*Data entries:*
+--
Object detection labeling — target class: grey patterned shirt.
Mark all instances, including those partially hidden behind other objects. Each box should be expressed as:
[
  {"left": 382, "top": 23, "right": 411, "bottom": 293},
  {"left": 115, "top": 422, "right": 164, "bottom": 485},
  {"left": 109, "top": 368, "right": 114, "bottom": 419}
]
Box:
+--
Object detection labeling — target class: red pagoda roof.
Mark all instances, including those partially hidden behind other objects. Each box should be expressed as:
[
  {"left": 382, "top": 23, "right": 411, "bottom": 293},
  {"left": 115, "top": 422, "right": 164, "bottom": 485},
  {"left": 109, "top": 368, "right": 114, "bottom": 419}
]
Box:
+--
*WHAT YOU NEED TO DO:* Return every line from the records above that contains the word "class".

*RESULT BELOW:*
Object detection labeling — target class: grey patterned shirt.
Object detection labeling — target class: red pagoda roof.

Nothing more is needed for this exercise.